=== Extract ===

"Either his heart was removed while he was still alive for some kind of transplant or it was taken as part of an improper autopsy," said attorney Aaron Freiwald.
Freiwald, an attorney, was referring to the heart of U.S. Marine Sgt. Brian LaLoup, who died last year from a self-inflicted gunshot wound at age 21 while stationed at the U.S. embassy located in Athens, Greece.
LaLoup's family, of Coatesville, Pa., added an Athens hospital and the government of Greece on Wednesday to a lawsuit Friewald is handling claiming their son's body was mishandled, causing them emotional distress.
The U.S. government had previously been named in the lawsuit.
The bizarre tale began in August 2012. LaLoup told fellow Marines at the an embassy party that he was feeling suicidal, then wandered into a "response room," took a gun and shot himself, according to the lawsuit. He died that night at a hospital.

=== Data supplied ===

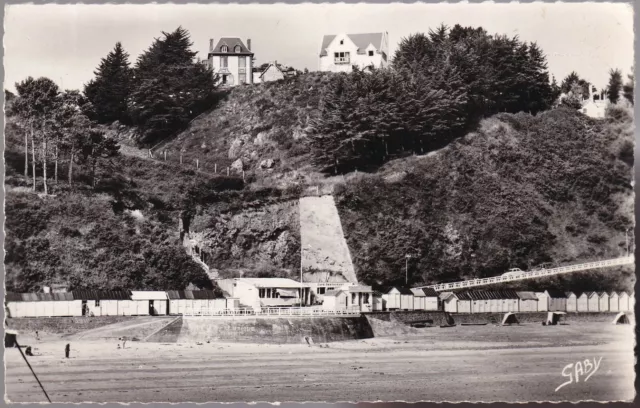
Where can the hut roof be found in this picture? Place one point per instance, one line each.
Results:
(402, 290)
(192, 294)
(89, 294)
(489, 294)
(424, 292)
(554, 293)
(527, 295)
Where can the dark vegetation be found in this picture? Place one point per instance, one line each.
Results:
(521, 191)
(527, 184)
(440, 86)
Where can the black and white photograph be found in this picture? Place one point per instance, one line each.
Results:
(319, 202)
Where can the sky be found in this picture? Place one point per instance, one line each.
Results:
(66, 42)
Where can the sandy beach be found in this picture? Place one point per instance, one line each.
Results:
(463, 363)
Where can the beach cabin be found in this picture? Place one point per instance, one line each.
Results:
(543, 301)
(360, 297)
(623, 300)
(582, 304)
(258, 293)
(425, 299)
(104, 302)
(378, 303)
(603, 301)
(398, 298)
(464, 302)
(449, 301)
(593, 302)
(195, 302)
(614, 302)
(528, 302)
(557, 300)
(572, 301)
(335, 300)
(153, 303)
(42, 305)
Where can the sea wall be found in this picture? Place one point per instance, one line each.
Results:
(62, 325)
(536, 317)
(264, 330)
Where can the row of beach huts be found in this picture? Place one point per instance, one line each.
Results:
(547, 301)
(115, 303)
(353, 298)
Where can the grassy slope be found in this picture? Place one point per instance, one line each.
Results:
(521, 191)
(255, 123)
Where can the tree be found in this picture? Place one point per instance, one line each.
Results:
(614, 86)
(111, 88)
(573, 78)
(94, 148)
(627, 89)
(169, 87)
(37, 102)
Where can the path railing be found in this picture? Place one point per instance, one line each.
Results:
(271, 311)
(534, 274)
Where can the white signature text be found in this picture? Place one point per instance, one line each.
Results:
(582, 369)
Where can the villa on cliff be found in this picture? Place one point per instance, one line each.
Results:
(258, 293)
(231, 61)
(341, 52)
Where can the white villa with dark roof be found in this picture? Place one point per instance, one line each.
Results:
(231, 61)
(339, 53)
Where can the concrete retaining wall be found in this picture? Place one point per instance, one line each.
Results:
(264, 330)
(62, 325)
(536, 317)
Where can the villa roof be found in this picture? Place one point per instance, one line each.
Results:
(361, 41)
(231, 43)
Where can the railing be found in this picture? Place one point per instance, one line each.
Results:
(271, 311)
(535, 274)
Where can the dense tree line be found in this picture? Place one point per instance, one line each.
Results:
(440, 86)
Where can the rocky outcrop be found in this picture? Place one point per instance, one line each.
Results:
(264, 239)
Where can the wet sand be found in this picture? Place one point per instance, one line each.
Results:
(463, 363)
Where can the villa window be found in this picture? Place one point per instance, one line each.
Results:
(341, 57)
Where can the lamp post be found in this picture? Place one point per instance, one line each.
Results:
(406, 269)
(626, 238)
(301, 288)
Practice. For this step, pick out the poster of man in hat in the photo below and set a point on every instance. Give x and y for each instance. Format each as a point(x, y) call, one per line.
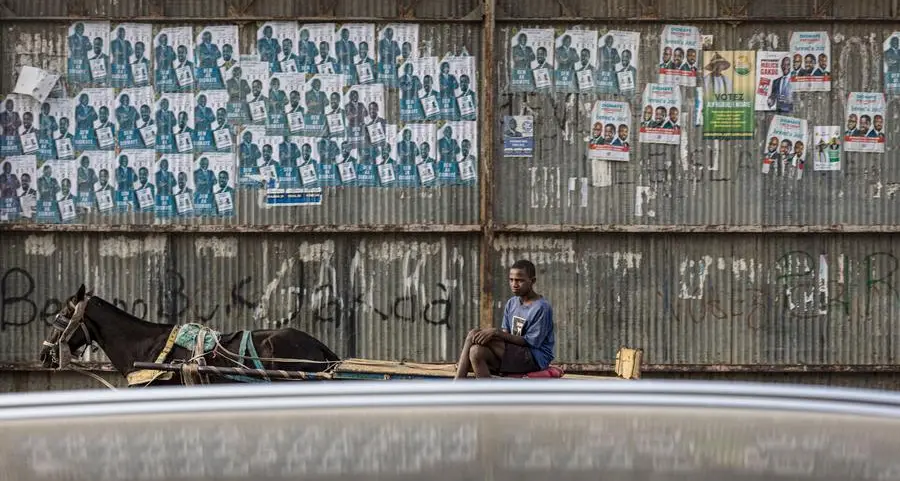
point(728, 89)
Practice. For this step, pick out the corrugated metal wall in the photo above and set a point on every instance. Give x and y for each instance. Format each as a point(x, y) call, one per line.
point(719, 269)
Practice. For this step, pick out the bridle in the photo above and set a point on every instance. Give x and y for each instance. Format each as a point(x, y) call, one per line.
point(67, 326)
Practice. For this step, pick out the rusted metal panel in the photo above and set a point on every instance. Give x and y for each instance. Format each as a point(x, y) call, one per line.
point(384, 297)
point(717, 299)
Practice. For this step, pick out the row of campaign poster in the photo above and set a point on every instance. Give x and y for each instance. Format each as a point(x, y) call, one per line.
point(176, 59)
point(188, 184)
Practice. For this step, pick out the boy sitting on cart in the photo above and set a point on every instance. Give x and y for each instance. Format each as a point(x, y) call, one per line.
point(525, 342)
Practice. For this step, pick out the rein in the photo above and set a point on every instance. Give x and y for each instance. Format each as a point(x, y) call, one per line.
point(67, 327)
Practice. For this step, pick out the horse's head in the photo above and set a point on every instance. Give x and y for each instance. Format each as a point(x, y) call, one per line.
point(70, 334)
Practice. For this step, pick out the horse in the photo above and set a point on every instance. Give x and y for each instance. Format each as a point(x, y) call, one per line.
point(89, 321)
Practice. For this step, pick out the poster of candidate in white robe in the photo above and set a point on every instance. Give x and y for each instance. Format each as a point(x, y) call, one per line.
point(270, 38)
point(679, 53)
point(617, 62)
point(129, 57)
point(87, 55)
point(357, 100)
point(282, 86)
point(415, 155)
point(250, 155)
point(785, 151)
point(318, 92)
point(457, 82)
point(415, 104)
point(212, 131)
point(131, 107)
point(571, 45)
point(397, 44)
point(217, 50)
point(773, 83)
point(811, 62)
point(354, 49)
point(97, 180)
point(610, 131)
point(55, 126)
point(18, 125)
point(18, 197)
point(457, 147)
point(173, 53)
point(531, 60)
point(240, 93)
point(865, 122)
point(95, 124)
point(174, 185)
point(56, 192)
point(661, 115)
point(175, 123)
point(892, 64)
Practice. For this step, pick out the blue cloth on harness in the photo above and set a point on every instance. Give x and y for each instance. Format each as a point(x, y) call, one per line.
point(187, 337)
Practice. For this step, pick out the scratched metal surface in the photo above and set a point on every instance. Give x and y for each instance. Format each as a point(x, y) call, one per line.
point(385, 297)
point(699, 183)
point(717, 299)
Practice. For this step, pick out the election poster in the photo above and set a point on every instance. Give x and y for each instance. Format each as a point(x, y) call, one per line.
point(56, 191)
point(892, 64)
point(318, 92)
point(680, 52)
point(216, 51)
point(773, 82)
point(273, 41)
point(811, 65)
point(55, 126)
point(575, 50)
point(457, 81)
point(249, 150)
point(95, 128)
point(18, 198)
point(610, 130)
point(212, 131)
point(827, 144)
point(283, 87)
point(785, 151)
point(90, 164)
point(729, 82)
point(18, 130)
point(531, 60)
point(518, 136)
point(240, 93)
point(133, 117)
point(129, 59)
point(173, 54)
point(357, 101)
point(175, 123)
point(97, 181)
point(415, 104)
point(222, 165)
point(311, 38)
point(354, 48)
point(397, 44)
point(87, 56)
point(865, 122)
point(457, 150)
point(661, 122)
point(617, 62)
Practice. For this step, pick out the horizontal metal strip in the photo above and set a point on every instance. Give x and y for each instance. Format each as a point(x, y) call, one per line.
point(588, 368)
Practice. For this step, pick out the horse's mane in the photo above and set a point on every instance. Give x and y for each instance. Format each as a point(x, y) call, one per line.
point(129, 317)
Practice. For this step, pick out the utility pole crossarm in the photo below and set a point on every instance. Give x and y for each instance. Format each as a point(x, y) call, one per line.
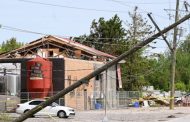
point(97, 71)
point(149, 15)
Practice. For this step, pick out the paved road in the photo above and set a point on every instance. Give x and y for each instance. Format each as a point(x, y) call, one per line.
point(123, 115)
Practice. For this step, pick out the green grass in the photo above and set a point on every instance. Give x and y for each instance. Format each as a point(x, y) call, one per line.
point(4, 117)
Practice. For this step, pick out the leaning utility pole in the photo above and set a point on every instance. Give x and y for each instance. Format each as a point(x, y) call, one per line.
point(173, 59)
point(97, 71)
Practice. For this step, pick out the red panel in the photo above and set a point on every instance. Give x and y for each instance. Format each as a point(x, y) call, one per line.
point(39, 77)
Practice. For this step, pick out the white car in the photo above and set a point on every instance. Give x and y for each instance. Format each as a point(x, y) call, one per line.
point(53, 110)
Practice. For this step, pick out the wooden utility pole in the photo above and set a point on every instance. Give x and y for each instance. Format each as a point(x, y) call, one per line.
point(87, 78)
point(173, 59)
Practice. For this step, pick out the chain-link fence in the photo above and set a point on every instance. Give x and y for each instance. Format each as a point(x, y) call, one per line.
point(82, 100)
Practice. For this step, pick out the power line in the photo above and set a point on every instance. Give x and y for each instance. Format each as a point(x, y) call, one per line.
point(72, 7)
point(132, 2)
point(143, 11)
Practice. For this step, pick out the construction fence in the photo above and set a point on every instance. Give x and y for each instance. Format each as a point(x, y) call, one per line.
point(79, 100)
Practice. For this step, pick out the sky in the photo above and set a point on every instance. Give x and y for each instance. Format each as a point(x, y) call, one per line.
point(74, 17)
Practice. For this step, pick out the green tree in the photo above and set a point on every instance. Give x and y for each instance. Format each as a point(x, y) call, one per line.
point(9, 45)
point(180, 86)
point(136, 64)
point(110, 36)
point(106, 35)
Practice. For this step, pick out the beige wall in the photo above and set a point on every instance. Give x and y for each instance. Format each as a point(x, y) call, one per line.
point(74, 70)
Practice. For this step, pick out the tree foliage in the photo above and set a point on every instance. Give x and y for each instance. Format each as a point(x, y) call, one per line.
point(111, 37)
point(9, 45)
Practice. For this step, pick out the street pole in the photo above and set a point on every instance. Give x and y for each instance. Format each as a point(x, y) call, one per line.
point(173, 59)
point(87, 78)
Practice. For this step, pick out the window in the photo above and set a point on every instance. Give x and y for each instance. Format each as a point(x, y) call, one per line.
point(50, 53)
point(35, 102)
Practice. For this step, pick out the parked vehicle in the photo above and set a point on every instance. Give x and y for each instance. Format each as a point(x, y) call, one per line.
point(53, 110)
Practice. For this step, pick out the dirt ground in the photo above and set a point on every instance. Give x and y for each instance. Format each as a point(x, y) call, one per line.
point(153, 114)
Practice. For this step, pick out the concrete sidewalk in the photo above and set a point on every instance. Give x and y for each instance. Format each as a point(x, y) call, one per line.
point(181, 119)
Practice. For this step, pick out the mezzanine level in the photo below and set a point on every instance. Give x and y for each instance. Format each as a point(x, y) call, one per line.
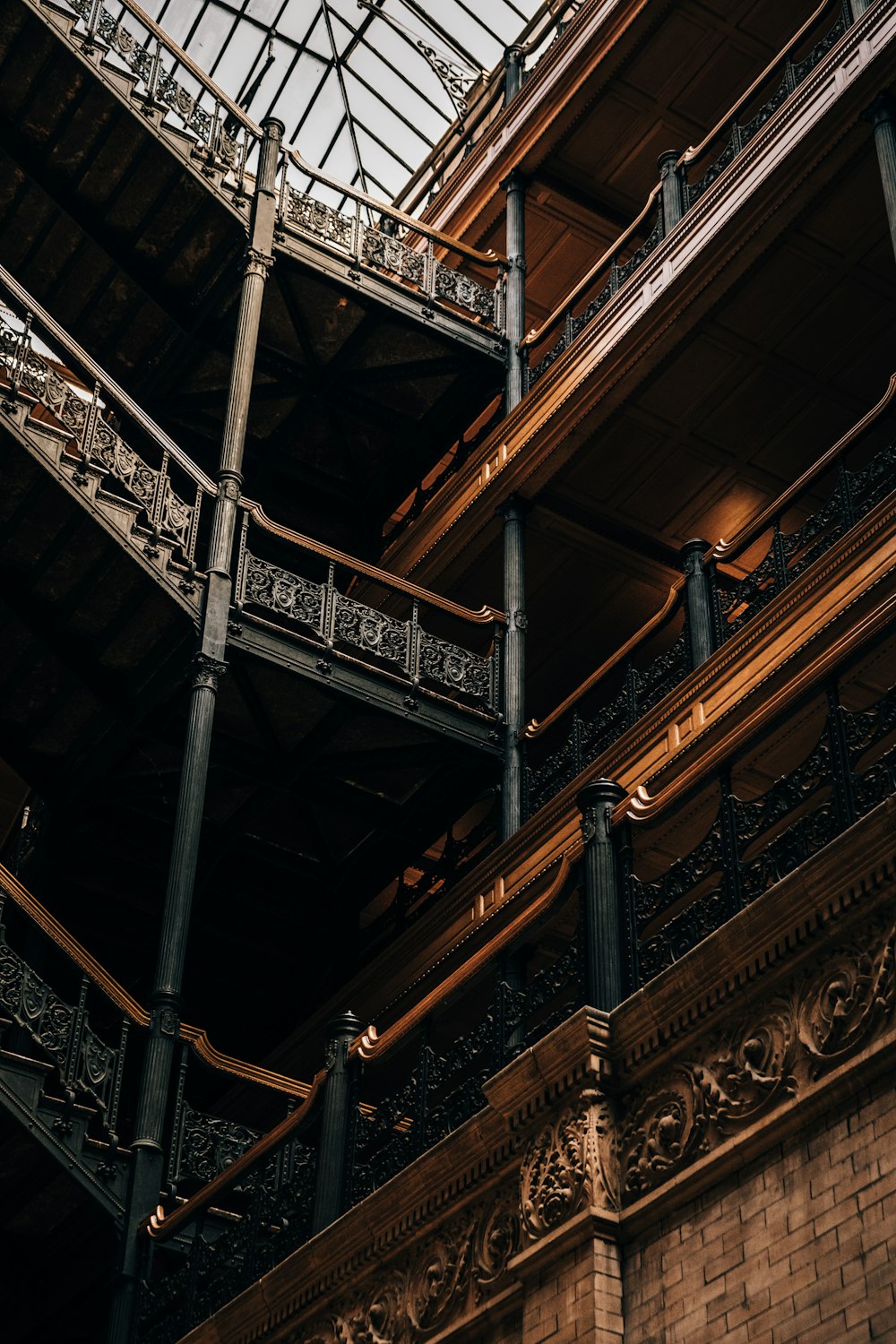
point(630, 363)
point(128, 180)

===

*Work to complete:*
A: In the news extract about Sgt. Brian LaLoup, where was he stationed when he died?
B: Resume the news extract about Sgt. Brian LaLoup, picking up after its last sentence.

*Task-by-task answers:*
A: At the U.S. embassy in Athens, Greece.

B:
Only a month after LaLoup was buried with full honors back at home did a soldier accidentally inform his mother that his heart was removed under unknown circumstances at the hospital.
"The family has been denied an honest accounting," Freiwald said.
LaLoup's parents, Craig and Beverly, do not know if LaLoup's heart was destroyed, or if it was stolen in some kind of organ harvesting operation.
"It could have been. if they removed his heart while he was still alive," Freiwald said. "If the heart was removed during the autopsy and it wasn’t returned the chances are it was destroyed."